Другой легендарный образ, зафиксированный в появившейся вскоре после смерти Петра анонимной рукописи «О зачатии и здании Царствующего града С. – Петербурга»: орел, взлетевший во время закладки крепости над головой Петра, – точно так же, подчеркивал автор, как это случилось при основании Константинополя первым христианским императором Константином I Великим.
Современные историки к этим легендам относятся скептически, справедливо отмечая их очевидную пропагандистскую направленность. Петр I собирался провозглашать Россию империей (что он и сделал в 1721 году, вместе с титулом первого православного императора приняв наименование «Великий»). Императорские символы и параллели, особенно традиционная для русской истории параллель с «Новым Римом» – Константинополем, были для него очень важны.
На самом деле самого Петра в день основания города даже не было на Заячьем острове! Первыми работами на этом маленьком клочке земли (около 750 метров в длину и 360 в ширину) руководил один из ближайших петровских сподвижников и будущий губернатор Петербурга, Александр Меншиков. К цитированным ранее пушкинским строкам теперь тоже предъявляются фактические претензии: оказывается, не такой уж «пустынной» была местность. Недалеко был расположен шведский город Ниен, а на противоположном берегу – людное рыбачье село.

(Задание)
Кто, согласно тексту об основании Петербурга, руководил первыми работами на Заячьем острове?

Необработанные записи
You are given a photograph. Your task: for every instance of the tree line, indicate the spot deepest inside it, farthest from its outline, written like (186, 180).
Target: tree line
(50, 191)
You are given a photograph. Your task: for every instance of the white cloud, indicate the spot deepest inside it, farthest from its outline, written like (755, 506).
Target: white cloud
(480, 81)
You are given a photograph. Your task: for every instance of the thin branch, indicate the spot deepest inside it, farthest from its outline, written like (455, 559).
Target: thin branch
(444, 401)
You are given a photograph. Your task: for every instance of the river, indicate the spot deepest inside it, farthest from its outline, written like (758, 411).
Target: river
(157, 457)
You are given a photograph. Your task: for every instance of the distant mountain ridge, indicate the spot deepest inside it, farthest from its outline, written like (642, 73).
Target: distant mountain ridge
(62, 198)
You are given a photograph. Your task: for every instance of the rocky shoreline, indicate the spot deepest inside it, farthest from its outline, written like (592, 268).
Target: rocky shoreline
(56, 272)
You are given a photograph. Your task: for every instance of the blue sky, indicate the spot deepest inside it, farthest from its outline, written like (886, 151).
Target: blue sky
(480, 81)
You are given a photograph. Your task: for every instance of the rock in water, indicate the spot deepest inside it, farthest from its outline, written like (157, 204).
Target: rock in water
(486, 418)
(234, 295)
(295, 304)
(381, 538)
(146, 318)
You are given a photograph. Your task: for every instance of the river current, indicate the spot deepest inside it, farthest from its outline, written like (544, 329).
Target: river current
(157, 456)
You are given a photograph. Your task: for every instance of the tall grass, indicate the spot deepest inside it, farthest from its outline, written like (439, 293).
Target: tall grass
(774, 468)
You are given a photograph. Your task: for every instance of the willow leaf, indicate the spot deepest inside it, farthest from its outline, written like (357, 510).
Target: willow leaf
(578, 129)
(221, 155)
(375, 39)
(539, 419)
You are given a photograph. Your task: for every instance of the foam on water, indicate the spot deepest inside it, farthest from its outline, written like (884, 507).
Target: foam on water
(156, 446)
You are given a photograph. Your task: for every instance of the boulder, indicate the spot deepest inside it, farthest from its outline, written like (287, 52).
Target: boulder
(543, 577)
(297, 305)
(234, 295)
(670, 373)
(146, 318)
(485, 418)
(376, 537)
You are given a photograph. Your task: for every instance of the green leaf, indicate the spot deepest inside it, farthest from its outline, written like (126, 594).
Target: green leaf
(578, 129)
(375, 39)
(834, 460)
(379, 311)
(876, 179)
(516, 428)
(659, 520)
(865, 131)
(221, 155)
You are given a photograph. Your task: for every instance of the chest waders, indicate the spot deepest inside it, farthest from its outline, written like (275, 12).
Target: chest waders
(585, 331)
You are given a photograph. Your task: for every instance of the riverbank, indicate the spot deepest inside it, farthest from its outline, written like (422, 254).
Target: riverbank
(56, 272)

(Ответ ниже)
Александр Меншиков, один из ближайших петровских сподвижников и будущий губернатор Петербурга.